*** Source text Section Begins ***

The number of autism diagnoses has risen steadily in recent years and currently stands at one in 45 American children diagnosed each year. There’s been concern that the increase is being fueled by environmental causes, but a new history of autism research says the condition has always been common and is widely misunderstood.

In NeuroTribes: The Legacy of Autism and the Future of Neurodiversity, Steve Silberman walks us through the history of autism research, including the work of Hans Asperger and Leo Kanner, the first to describe autism. While Asperger’s work was remarkably insightful, Kanner’s 1943 definition of autism was too narrow, Silberman argues.

For example, Kanner would exclude children if they had seizures.

“Now we know that seizures are very, very common in autism,” Silberman told WCAI.

Why does that matter now?

Because of the dramatic rise in autism diagnoses.

“If you read a story in the New York Times about the rise in autism it will say, ‘It’s a mystery, it’s a puzzle, it’s a baffling enigma.’ Really? Is it really such a bloody puzzle?” Silberman said.

Silberman argues that for decades the numbers were artificially deflated by Leo Kanner’s overly exclusive model.

In his view, there is no tsunami of autism caused by a mysterious environmental agent. A much more likely explanation is that there has been a stable population of autistic people all along. He points to a study in England that sought out undiagnosed autistic adults and found that the rate of autism among adults is exactly the same as it is among children.

“What there are are millions of autistic adults out there who were never diagnosed or were misdiagnosed and who need our help,” he said.

Silberman has sympathy for families of autistic children who took stock in Andrew Wakefield’s widely discredited study that purported a link between vaccines and autism.

“It’s a very believable and emotionally compelling story,” Silberman said. “It just happens to be false.”

Similarly, concerns about other environmental factors causing a rise in autism should be viewed with caution, he said. For example, Hispanic families in Florida have a low estimated prevalence of autism.  

“Now, is it really true that Hispanic families in Florida are protected from whatever this mysterious alleged thing is that is causing this rise in autism?” he asked.

More likely: they haven’t had access to diagnostic health care.

Good things are coming out of the movement to diagnose autism accurately and recognize the strengths of people with autism. Silberman applauds companies like SAP and Walgreens, which created a distribution facility staffed by autistic people and other people with other kinds of cognitive disability.

“It was their highest performing distribution center in the whole country,” he said. “What we are finding is that people with autism are really a boon to our workplaces, our communities, and our schools.”

*** Source text Section Ends ***
*** Data for analysis Section Begins ***

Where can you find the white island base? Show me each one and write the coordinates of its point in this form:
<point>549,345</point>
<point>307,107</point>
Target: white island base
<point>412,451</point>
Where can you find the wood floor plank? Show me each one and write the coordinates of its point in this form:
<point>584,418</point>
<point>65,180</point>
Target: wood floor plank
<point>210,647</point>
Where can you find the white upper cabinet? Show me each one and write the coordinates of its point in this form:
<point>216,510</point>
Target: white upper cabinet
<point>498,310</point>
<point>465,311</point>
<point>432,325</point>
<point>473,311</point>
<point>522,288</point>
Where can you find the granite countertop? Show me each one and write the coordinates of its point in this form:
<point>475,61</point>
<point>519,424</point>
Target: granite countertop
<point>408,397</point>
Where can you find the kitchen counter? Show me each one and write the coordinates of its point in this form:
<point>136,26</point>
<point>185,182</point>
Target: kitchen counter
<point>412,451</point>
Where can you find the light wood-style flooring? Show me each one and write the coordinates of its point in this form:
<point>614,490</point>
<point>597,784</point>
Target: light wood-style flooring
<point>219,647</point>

*** Data for analysis Section Ends ***

__Exercise aim__
Copy the autism article word for word, between "In his view, there" and "vaccines and autism.", inclusive.

__Task solution__
In his view, there is no tsunami of autism caused by a mysterious environmental agent. A much more likely explanation is that there has been a stable population of autistic people all along. He points to a study in England that sought out undiagnosed autistic adults and found that the rate of autism among adults is exactly the same as it is among children.

“What there are are millions of autistic adults out there who were never diagnosed or were misdiagnosed and who need our help,” he said.

Silberman has sympathy for families of autistic children who took stock in Andrew Wakefield’s widely discredited study that purported a link between vaccines and autism.